> DIRECTIVE:
Beginning at the line that contains "A single point marks each instance of the rear tire", reproduce every line to the end of the material without changing any of them.

> RECORDS PROVIDED:
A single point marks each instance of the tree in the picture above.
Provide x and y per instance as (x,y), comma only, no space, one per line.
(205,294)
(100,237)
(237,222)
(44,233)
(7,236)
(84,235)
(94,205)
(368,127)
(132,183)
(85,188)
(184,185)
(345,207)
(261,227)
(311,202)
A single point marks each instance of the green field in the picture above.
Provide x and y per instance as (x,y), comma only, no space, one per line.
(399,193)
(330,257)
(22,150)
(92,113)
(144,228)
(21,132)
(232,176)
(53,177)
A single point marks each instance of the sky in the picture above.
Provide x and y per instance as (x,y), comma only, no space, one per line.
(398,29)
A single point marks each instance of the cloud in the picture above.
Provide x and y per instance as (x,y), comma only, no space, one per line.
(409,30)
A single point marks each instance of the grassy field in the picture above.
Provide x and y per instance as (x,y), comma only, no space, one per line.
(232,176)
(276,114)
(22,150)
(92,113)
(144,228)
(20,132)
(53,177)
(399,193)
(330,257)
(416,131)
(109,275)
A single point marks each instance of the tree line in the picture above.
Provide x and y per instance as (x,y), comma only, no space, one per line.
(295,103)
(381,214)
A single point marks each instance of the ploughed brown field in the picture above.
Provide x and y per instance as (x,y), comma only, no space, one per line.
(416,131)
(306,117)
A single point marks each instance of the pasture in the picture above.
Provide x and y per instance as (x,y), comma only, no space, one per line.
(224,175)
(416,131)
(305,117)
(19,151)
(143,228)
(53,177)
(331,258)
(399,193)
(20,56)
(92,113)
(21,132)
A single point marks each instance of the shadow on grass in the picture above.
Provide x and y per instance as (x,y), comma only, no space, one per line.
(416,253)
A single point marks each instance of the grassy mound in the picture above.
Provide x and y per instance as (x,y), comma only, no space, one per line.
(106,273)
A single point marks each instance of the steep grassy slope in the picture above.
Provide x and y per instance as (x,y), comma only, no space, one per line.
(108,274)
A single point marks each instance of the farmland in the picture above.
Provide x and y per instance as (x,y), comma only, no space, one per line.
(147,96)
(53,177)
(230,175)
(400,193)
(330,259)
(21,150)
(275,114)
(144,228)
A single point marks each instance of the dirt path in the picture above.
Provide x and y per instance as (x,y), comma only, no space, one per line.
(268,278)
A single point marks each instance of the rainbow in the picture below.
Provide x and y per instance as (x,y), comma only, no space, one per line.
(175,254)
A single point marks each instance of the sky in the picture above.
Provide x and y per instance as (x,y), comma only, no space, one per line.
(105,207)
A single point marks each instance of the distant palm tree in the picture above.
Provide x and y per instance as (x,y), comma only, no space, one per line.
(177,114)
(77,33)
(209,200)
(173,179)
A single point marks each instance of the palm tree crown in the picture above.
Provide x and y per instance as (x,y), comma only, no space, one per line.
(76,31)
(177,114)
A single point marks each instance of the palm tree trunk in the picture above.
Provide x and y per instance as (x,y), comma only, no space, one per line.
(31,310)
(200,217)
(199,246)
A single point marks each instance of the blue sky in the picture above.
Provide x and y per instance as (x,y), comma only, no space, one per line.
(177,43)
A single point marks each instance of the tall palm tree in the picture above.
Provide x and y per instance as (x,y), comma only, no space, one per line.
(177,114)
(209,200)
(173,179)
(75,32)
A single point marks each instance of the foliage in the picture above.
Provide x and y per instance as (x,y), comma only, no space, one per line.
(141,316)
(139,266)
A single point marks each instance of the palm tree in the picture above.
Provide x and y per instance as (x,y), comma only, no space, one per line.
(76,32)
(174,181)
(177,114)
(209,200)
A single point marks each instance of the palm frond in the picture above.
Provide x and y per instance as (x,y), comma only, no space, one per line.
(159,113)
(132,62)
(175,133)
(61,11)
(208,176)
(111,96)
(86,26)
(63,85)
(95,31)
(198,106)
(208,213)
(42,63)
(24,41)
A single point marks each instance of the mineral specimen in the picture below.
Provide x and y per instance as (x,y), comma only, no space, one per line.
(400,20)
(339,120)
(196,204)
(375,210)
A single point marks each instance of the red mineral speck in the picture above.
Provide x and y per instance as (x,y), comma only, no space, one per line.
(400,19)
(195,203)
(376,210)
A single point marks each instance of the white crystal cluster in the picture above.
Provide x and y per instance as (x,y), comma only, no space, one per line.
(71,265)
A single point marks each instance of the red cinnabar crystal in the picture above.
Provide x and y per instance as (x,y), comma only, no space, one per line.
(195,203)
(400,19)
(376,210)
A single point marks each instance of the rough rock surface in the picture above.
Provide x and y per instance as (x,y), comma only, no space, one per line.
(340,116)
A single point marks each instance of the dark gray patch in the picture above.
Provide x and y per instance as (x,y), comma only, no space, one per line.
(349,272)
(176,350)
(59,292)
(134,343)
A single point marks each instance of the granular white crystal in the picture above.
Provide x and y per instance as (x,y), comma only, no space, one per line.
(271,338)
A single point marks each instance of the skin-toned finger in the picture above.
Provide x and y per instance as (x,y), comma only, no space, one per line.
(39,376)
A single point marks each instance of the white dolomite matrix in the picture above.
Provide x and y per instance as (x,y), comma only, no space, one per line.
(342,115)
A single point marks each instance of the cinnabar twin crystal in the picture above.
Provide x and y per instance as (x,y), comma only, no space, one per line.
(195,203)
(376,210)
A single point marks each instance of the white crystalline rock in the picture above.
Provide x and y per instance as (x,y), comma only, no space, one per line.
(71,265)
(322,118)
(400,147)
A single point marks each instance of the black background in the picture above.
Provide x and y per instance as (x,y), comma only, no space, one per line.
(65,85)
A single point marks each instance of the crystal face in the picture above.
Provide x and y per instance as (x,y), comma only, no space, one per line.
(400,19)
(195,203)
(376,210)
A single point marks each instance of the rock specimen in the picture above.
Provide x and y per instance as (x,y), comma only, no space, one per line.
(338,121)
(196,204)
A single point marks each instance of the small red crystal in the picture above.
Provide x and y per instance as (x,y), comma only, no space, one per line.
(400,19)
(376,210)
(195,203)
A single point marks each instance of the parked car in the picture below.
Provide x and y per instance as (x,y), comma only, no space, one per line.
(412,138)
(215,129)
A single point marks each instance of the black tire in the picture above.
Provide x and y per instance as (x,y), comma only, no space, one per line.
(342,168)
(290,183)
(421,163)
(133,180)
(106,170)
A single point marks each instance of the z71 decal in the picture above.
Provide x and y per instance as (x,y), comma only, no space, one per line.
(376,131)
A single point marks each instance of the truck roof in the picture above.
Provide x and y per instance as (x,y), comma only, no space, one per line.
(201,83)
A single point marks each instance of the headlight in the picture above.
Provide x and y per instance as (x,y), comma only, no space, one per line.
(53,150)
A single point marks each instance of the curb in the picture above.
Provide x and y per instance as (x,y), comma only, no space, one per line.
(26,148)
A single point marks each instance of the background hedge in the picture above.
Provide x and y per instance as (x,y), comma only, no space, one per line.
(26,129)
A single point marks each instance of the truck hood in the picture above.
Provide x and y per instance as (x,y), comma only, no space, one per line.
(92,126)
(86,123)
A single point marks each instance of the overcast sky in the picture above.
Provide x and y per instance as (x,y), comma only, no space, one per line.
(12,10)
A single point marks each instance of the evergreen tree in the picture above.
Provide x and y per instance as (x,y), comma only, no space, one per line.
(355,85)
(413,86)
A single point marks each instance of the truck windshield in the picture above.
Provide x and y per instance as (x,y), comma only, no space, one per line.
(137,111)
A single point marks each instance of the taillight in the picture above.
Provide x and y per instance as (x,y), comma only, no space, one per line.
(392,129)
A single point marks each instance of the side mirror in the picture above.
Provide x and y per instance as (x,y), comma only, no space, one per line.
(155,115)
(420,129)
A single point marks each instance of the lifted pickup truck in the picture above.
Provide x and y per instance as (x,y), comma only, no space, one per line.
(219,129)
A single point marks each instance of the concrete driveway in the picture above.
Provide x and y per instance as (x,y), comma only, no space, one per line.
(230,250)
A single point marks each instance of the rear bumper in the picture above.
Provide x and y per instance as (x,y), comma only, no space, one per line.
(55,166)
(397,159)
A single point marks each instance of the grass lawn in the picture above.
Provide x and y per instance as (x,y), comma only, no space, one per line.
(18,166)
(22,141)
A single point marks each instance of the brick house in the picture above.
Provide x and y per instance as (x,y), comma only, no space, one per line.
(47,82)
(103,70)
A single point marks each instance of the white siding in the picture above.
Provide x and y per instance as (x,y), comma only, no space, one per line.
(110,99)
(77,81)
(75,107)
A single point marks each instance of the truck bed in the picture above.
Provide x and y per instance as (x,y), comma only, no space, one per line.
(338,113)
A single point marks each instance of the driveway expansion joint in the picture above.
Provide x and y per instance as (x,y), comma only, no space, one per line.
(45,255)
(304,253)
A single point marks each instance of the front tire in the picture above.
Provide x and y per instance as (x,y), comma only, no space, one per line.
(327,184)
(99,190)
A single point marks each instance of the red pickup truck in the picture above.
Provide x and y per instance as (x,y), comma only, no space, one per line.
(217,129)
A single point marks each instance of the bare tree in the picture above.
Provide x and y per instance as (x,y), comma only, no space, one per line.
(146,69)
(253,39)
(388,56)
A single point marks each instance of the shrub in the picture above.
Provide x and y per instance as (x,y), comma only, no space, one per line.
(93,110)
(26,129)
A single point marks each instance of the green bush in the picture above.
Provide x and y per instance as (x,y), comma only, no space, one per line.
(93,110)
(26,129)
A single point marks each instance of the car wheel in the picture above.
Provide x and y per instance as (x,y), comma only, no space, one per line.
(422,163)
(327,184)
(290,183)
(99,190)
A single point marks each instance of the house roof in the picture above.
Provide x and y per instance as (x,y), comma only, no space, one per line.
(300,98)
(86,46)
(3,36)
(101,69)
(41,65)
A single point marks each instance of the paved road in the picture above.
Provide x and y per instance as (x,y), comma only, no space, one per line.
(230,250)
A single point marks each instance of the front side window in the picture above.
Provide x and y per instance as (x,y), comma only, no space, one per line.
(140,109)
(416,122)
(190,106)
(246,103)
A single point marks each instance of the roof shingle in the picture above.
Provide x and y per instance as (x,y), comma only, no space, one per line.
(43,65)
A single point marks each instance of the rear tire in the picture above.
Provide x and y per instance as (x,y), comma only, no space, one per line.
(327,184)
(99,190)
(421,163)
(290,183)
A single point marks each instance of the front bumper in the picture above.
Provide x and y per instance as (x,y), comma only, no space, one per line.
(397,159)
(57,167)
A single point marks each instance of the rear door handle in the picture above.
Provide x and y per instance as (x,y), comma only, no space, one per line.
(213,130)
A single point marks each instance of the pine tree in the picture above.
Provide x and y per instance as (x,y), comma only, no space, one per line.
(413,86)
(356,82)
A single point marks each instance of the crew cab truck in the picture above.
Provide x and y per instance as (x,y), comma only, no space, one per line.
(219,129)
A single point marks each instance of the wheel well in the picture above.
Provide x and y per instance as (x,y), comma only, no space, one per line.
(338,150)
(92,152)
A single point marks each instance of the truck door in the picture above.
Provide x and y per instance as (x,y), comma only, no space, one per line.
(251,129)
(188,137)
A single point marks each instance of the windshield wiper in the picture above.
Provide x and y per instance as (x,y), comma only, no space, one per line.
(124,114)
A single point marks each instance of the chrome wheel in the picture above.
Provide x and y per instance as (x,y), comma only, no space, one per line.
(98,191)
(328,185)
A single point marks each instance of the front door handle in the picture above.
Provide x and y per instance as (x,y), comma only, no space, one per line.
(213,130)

> THE OUTPUT:
A single point marks each instance of the rear tire in the picture above.
Provide x and y per instance as (x,y), comma only, no space, one per line.
(327,184)
(99,190)
(421,163)
(290,183)
A single point marks each instance of the front bumper in the picture above.
Provide x and y per instance as (x,y), comma only, no space, one per line.
(397,159)
(57,167)
A single point marks each instance of the rear door handle in the picture above.
Provide x and y per instance as (x,y), comma only, no space, one per line.
(213,130)
A single point marks each instance of the pine tree in the picture above.
Provide x and y per instance as (x,y), comma only, no space, one per line.
(413,86)
(356,82)
A single point marks each instance of the crew cab truck in the picture above.
Provide x and y per instance as (x,y), comma only, no space, one per line.
(219,129)
A single point marks each instance of the wheel well in the picture above.
Provide x and y per instance as (x,y), comma only, no space, one per line.
(338,150)
(92,152)
A single point marks each instance of the truck door in the picture above.
Provide x and y per instance as (x,y), comma only, no space, one per line.
(251,129)
(188,137)
A single point marks each instance of the windshield wiper in the picture above.
Provide x and y per instance as (x,y), comma only, no space, one per line.
(124,114)
A single point marks each instance of the chrome wheel in the picture above.
Provide x and y per instance as (x,y), comma only, no space, one per line.
(98,191)
(328,185)
A single point marks each instance of the front door handle in the picture above.
Provide x and y per instance as (x,y), comma only, no space, one per line.
(213,130)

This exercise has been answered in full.